Record list:
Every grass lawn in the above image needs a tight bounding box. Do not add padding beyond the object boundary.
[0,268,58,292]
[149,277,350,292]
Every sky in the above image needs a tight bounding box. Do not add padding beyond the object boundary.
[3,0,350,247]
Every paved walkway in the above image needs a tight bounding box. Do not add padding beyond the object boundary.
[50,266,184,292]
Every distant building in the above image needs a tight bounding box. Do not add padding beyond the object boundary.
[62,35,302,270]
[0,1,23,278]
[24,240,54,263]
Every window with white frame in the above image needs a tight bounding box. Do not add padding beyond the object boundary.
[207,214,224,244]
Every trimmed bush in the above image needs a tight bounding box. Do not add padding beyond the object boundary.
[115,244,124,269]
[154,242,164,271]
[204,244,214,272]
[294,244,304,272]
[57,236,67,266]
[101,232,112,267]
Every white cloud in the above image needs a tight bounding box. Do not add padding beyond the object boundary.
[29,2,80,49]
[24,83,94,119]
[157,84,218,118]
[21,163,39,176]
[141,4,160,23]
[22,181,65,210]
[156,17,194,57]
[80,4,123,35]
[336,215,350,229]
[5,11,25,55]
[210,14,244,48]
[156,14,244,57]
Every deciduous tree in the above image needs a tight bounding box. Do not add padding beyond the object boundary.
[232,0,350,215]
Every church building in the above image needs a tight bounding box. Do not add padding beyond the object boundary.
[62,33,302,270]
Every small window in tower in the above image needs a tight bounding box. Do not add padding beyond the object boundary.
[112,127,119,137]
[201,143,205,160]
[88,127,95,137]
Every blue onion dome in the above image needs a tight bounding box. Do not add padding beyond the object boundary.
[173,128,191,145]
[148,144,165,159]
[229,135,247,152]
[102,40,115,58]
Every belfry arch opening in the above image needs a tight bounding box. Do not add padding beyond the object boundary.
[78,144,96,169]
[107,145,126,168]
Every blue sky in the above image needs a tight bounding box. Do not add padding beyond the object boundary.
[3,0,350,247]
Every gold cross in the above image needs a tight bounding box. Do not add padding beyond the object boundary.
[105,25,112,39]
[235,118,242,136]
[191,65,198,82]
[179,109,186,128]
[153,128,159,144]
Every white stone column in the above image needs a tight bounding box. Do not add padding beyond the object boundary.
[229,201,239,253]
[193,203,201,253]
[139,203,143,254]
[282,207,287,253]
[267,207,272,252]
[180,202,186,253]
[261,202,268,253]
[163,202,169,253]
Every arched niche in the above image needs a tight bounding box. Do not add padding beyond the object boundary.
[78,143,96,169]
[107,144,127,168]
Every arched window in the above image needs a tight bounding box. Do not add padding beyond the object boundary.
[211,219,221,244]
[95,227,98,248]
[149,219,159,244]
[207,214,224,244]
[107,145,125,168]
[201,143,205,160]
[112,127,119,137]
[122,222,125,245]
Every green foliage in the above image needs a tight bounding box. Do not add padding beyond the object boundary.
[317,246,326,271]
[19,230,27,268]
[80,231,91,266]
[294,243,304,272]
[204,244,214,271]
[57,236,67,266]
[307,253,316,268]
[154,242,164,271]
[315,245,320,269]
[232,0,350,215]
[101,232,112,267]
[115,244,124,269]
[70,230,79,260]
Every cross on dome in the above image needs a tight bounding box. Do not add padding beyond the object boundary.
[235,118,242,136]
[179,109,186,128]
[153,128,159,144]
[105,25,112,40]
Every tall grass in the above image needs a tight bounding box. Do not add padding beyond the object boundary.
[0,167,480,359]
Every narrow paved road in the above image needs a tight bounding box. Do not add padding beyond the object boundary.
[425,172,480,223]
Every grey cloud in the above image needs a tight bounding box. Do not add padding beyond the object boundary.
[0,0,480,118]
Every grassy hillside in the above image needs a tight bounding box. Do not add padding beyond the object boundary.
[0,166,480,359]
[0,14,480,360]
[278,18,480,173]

Problem details: Only the lines from the one holding "Every tall grass" through the end of the listing should be given again, exactly and with both ends included.

Response for this exercise:
Every tall grass in the above image needs a tight bounding box. Do not add padding beyond the object boundary.
[0,167,480,359]
Every narrow paved road in the above image needs a tight bounding box. Do not add padding beyond the object boundary.
[425,172,480,223]
Every grey cloud in the above image needs a tight bounding box. Do not add padding beyond the object boundary.
[0,0,480,118]
Every grassy hillside in the above image needs a tight bounding box. Do not add padding beyond the object boundary.
[0,166,480,359]
[0,14,480,360]
[278,18,480,173]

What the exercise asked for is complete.